+++ Records for the task +++
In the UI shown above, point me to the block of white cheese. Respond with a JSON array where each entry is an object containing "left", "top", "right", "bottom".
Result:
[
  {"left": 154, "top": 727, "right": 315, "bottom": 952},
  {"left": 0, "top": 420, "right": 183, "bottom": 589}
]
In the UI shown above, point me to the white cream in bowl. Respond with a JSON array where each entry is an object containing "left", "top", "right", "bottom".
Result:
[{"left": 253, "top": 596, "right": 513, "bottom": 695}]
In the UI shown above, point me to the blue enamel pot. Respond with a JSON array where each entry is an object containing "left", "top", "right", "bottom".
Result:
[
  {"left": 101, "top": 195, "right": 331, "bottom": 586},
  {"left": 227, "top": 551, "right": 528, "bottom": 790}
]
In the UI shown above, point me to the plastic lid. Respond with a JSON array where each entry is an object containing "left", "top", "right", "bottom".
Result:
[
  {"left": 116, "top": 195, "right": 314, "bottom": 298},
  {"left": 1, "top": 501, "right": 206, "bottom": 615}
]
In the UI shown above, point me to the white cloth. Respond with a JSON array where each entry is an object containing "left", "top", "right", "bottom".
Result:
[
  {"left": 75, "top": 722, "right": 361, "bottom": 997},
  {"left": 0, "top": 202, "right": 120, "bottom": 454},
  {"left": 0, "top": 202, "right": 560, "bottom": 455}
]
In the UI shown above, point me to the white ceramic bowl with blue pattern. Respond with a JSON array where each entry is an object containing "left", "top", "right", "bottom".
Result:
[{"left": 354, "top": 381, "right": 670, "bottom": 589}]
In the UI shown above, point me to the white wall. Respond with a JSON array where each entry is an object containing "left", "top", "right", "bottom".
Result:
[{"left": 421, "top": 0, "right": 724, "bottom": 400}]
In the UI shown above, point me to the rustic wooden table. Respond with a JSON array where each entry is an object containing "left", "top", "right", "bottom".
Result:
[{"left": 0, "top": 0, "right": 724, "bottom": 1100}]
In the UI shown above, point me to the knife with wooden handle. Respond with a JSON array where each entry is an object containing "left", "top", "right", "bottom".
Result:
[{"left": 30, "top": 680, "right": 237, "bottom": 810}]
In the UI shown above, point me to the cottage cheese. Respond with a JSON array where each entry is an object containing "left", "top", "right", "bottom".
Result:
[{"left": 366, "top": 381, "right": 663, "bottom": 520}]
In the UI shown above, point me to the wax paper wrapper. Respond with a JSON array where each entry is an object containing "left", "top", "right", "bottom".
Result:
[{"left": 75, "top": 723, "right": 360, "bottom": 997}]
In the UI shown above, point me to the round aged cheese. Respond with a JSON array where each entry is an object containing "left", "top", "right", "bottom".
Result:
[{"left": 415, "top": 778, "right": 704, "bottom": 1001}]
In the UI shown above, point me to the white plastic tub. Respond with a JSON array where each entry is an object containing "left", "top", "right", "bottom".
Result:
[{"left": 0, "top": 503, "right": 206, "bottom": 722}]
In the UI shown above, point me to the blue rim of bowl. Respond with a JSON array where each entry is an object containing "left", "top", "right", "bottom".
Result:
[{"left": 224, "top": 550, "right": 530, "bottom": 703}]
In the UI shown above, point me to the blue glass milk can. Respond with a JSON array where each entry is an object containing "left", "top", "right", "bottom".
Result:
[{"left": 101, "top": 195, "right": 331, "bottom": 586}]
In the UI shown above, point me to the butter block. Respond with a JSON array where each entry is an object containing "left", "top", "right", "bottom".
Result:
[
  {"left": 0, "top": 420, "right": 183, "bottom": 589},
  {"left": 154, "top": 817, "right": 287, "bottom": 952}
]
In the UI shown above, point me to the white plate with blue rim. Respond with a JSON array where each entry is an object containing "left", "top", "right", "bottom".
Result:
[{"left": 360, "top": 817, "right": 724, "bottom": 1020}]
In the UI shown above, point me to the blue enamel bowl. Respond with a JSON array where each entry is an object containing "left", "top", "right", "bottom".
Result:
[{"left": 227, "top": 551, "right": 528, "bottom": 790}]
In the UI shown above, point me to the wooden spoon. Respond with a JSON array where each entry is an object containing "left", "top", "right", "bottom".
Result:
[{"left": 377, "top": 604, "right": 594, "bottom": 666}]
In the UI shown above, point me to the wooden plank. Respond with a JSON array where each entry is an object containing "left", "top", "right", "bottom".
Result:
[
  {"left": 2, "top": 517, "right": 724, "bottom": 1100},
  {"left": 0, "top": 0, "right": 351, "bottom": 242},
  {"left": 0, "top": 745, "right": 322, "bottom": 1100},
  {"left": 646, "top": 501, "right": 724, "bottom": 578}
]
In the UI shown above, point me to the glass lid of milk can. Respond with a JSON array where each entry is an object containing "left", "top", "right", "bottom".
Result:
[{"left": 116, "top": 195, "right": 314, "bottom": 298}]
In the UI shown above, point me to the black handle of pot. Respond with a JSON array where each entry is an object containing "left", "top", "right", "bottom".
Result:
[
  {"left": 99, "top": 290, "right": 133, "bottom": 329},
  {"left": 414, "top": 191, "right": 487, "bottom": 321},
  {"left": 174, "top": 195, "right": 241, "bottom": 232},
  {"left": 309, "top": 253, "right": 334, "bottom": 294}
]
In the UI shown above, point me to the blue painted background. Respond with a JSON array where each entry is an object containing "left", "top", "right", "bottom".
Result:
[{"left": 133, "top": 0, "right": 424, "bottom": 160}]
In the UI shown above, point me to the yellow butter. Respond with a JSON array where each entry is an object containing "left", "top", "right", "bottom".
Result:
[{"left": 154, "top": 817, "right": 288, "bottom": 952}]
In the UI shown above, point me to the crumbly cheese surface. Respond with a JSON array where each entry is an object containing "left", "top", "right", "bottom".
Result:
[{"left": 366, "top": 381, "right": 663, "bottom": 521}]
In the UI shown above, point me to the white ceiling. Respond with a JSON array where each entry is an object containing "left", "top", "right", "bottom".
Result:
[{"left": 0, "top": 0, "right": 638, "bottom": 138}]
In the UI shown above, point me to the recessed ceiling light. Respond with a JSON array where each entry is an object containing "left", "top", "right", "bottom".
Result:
+++
▶ **What the task requires**: Locate every line in the listing above that contains the word "wrapper" and copy each of those lines. Case counts.

▶ **Expected answer**:
In the UI shown above, point me to the wax paper wrapper. Respond with a JSON array where each entry is an object containing "left", "top", "right", "bottom".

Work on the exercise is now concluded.